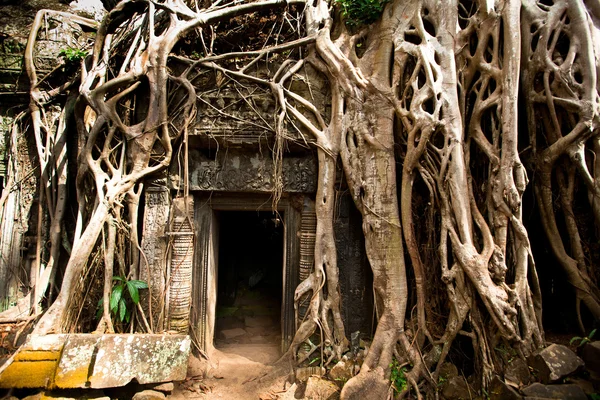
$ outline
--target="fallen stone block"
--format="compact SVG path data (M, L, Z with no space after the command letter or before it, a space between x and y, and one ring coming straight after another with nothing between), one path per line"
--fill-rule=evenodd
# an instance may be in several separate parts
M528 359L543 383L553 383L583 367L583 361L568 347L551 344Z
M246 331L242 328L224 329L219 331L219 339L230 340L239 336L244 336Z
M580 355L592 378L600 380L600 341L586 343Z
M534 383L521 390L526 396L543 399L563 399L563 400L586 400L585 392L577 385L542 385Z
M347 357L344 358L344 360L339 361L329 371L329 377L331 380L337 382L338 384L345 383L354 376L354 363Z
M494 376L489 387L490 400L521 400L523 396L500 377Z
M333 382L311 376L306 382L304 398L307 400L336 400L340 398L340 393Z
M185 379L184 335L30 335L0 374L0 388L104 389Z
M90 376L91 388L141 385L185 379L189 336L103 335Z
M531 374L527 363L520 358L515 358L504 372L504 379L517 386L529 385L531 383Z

◇ ◇ ◇ ◇ ◇

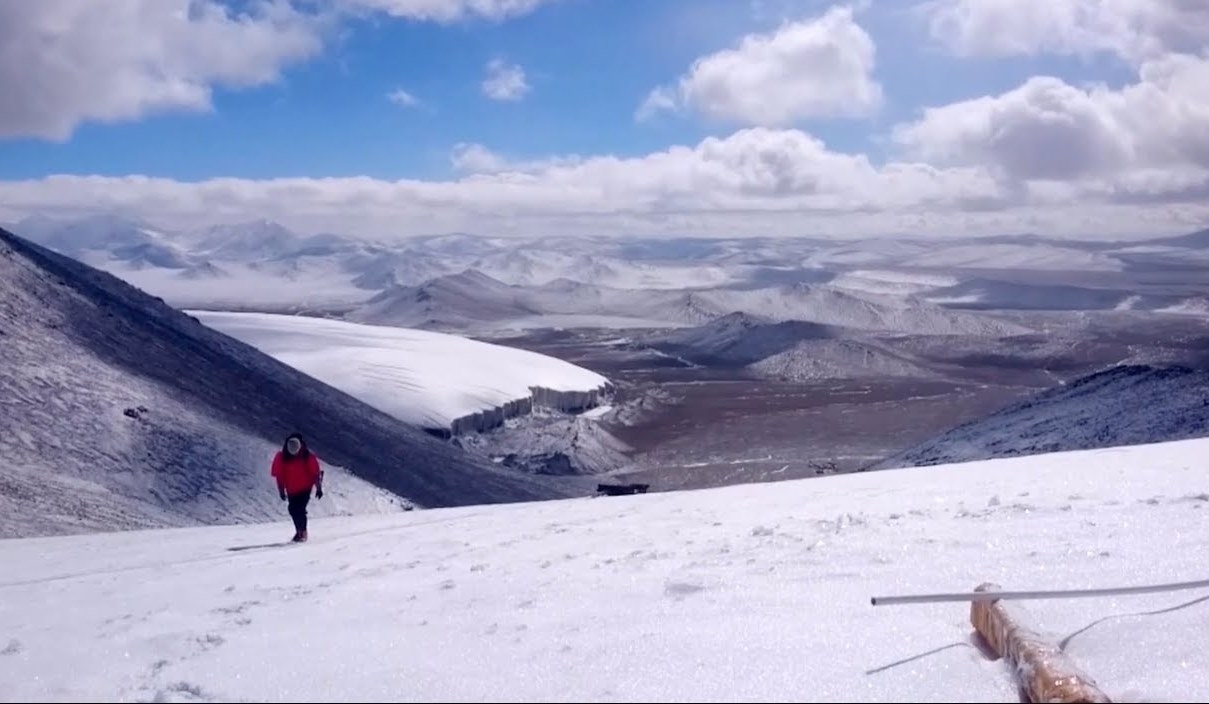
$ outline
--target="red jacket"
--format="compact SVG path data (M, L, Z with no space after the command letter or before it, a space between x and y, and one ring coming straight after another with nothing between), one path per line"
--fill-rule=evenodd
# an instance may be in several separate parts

◇ ◇ ◇ ◇ ◇

▶ [TASK]
How many of the lines above hold "target"? Answer with only the number.

▶ [WRITTEN ANSWER]
2